(Natural language region descriptions)
>>>
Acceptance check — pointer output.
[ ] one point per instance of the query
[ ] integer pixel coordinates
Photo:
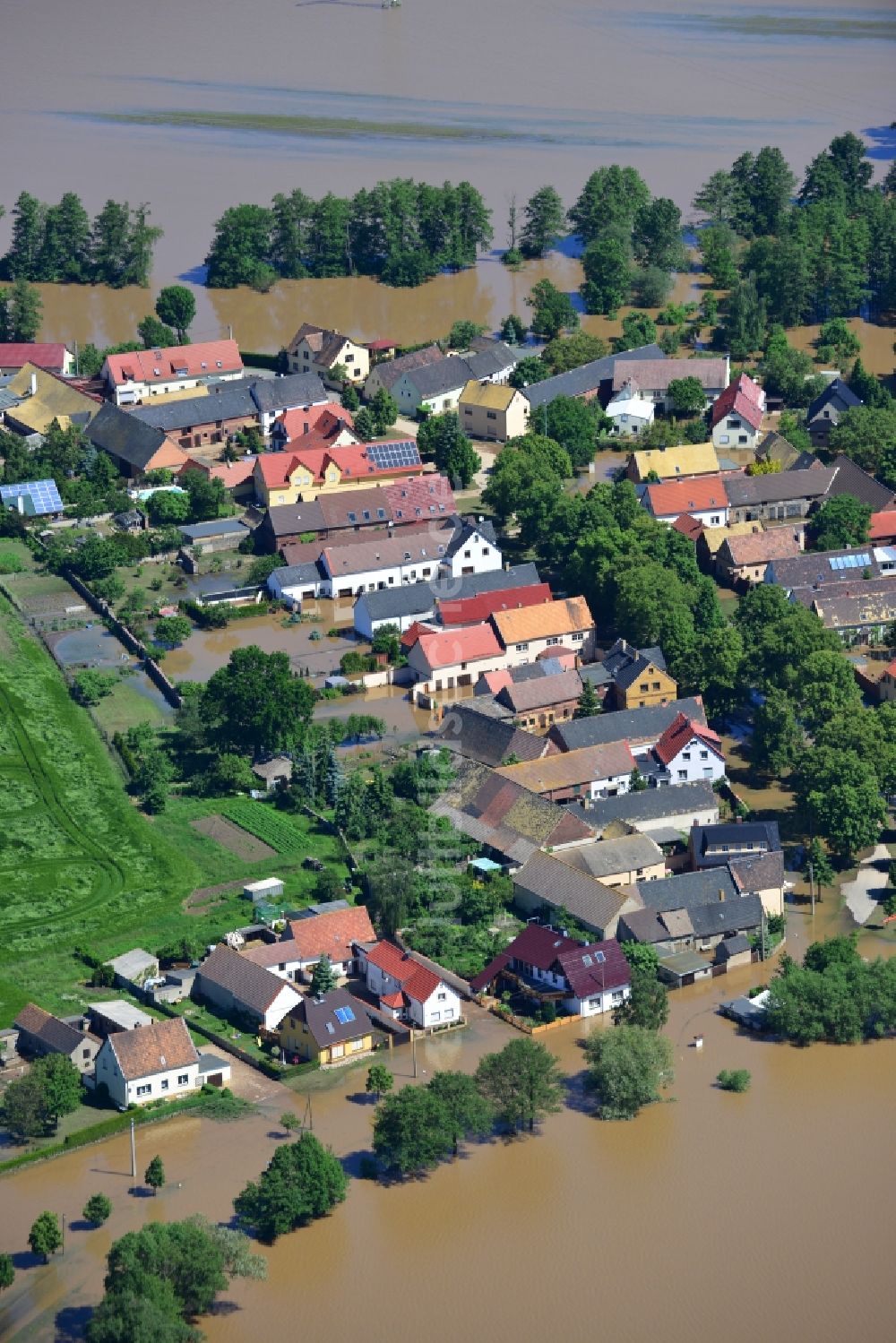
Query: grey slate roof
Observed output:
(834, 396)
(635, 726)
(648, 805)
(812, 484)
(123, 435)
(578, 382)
<<<
>>>
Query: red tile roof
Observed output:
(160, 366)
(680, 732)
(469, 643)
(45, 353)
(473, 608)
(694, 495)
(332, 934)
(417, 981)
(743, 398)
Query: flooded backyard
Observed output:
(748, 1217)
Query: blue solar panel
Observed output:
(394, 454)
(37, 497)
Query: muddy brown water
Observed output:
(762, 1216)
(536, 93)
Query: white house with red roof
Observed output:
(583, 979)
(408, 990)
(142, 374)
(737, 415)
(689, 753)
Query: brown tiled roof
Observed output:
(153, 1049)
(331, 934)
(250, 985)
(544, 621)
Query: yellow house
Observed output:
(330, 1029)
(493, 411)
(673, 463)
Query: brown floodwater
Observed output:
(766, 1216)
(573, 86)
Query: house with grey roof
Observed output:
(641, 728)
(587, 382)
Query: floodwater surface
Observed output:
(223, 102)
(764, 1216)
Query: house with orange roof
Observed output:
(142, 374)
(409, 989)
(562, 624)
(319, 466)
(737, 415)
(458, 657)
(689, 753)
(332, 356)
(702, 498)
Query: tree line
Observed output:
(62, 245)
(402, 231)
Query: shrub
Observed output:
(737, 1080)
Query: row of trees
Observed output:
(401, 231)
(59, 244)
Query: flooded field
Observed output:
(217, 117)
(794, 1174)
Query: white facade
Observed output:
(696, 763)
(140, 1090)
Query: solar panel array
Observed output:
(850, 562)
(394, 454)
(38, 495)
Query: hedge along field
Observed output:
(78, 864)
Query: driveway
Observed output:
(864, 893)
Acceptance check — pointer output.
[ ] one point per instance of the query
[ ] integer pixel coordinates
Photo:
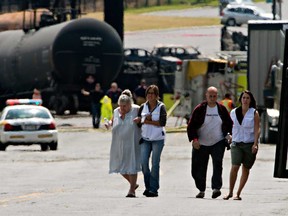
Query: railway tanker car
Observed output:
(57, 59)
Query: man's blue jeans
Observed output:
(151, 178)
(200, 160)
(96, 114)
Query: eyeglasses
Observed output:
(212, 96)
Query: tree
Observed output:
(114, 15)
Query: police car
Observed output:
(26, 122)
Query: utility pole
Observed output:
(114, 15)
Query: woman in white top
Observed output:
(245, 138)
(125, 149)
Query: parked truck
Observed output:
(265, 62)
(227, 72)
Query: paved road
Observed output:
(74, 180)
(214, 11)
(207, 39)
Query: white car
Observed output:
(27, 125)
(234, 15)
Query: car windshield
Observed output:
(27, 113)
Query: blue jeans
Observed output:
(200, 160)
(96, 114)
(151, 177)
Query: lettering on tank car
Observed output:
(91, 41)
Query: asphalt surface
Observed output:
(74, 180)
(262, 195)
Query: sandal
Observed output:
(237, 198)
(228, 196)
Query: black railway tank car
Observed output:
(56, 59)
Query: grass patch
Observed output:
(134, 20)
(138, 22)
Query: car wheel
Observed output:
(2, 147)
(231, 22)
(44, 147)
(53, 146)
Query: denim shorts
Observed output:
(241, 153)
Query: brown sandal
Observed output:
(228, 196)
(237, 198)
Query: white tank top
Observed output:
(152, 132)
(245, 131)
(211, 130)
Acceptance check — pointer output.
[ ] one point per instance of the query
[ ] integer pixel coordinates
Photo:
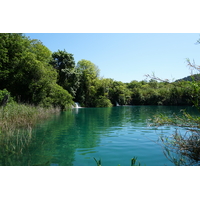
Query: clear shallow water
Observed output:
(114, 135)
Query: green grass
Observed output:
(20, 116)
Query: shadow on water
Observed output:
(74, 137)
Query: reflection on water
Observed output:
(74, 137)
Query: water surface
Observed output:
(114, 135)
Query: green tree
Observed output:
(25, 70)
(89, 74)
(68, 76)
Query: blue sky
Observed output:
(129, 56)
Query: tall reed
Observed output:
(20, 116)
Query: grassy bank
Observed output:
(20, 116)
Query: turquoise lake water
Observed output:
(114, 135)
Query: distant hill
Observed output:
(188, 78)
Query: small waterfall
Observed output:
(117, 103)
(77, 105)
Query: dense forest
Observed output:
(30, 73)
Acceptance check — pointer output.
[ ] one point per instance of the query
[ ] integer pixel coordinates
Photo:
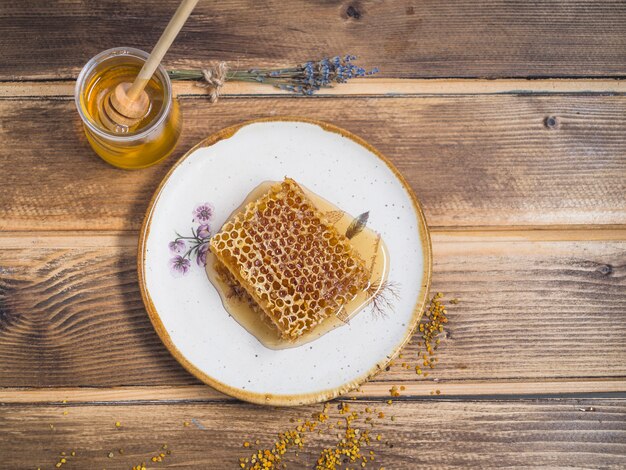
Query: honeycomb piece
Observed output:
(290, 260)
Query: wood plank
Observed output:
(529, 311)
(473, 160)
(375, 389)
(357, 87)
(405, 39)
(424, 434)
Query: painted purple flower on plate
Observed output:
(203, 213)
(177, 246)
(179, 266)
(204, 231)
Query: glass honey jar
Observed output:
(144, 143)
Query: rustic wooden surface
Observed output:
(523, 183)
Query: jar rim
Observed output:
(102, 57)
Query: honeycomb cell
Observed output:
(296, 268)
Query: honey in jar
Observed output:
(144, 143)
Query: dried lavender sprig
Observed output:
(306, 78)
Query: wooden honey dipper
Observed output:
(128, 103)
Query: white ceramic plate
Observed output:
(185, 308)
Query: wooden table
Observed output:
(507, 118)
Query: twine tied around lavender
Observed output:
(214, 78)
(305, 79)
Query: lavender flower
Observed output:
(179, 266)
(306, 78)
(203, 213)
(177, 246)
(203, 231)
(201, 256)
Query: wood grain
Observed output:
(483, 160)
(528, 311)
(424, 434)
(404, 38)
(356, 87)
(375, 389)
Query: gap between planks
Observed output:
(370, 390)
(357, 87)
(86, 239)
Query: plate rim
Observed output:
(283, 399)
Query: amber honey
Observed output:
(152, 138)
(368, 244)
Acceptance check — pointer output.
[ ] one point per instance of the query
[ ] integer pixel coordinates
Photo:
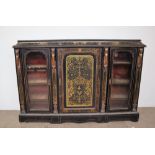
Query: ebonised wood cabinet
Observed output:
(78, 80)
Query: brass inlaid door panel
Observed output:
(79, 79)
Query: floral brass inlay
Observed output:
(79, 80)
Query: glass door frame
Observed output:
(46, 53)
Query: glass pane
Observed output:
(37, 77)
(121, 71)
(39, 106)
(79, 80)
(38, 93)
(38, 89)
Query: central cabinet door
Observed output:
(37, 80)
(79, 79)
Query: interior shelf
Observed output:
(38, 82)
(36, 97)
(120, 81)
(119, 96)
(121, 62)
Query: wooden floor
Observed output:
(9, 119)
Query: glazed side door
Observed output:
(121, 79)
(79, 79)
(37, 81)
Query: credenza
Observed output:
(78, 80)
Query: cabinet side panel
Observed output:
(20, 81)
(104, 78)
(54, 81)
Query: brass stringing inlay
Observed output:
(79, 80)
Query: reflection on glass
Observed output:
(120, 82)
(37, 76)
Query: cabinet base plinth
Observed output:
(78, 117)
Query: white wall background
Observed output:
<<<
◆ **WHAT THE TASK ASKS**: Transcribe, exactly and without additions, the lines of the records above, beginning with the line that contains "Query: red tile roof" and ending with the line that contains "Query: house with orange roof", both included.

◆ **RESPONSE AREA**:
Query: red tile roof
Observed output:
(160, 366)
(680, 732)
(469, 643)
(45, 353)
(473, 608)
(694, 495)
(332, 934)
(417, 981)
(743, 398)
Query: flooded backyard
Observed output:
(748, 1217)
Query: blue solar panel
Observed output:
(394, 454)
(37, 497)
Query: muddy brown water
Observed output:
(762, 1216)
(536, 93)
Query: white house with red roof
Observed output:
(583, 979)
(408, 990)
(142, 374)
(737, 415)
(689, 753)
Query: brown tiled roof
Observed output:
(153, 1049)
(331, 934)
(250, 985)
(544, 621)
Query: yellow house
Observed output:
(330, 1029)
(493, 411)
(673, 463)
Query: brown floodwater
Observed output:
(766, 1216)
(573, 86)
Query: house with grey roof
Observed output:
(641, 728)
(587, 382)
Query: floodwater surface
Observed output:
(223, 102)
(764, 1216)
Query: house with orange roof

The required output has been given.